◆ **Your task**:
Answer these questions from the text on proof-complexity lower bounds below. Give each answer on its own line.
(a) Which coNP complete problem does the text use?
(b) What does |C| denote for a reversible circuit C?
(c) According to the theorem, what bound holds for L(n)?

◆ **Text excerpt**:
* START *

# Quadratic proof-complexity lower bounds from large scale geometry

\(\newcommand{\Set}[1]{\left\{#1\right\}}\) \(\newcommand{\angled}[1]{\langle #1 \rangle}\) \(\newcommand{\what}{\widehat}\) \(\newcommand{\bz}{\mathbb{Z}}\) \(\newcommand{\bn}{\mathbb{N}}\)

Today I want to talk about a quadratic proof complexity lower bound for a certain coNP complete problem (in a certain proof system). The most interesting thing about this lower bound is that it comes from a simple application of theorems from large scale geometry/geometric group theory, and so further demonstrates the utility of the large-scale-geometric point-of-view for thinking about computational complexity. (I've written previously about such an application here.)

The coNP complete problem will be the word problem for reversible circuits. Let's say again what that is. There is a certain subgroup \(G\) of the group of permutations of bi-infinite bitstrings \(S(2^\bz)\). It is generated by the following elements:

- \(\sigma\), a shift: \[\begin{align*} \sigma(w) = i \mapsto w(i + 1) \end{align*}\]
- For each of the \(2^3!\) possible 3-bit reversible gates, \(g\), the map \(\what{g}\) which applies this gate to the first three bits: \[\begin{align*} \what{g}(\dots, w_{-1}, w_0, w_1, w_2, w_3, \dots) &= (\dots, w_{-1}, g(w_0, w_1, w_2), w_3, \dots) \end{align*}\]

The word problem for \(G\) is coNP hard since reversible circuits can be encoded as elements of the group. Given a reversible circuit \(C\), let \(|C|\) denote the length of the word representing \(C\) via this encoding.

Via this encoding, we can prove the following lower bound:

Theorem:Suppose we have a finite collection of rewrite rules \[p_i \to q_i\] where \(p_i\) and \(q_i\) are reversible circuits which compute the same function and such that if \(C\) computes the identity function then there exists a sequence of rewrites of length at most \(L(|C|)\) rewriting \(C\) to the empty string.Then for some constant \(c\), \(L(n) \geq c n^2\) infinitely often.

*Proof.* Suppose we had such a set of rewrite rules \(\Set{p_i \to q_i : i \in I}\). Consider the set of relations \(R = \Set{ p_i q_i^{-1} : i \in I}\). I claim that \(\angled{\sigma, \what{g_1}, \dots, \what{g_{2^3!}} | R}\) is a presentation for \(G\) (where \(g_1, \dots, g_{2^3}!\) are the \(2^3!\) possible gates on \(3\) bits).

* END *

◆ **Source excerpt**:
* START *

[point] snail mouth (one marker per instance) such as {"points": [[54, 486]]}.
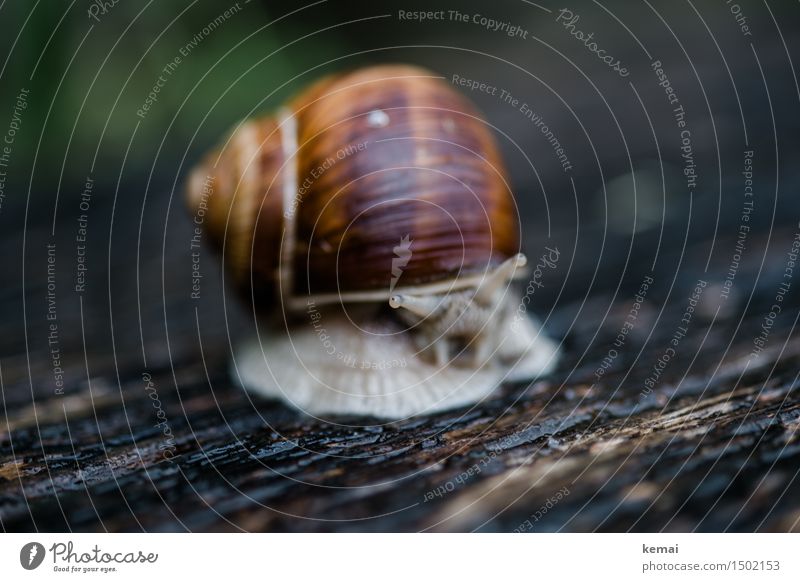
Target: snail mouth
{"points": [[512, 269], [328, 365]]}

* END *

◆ **Task solution**:
(a) The word problem for reversible circuits.
(b) The length of the word that represents C under the encoding of reversible circuits as group elements.
(c) For some constant c, L(n) ≥ cn² infinitely often.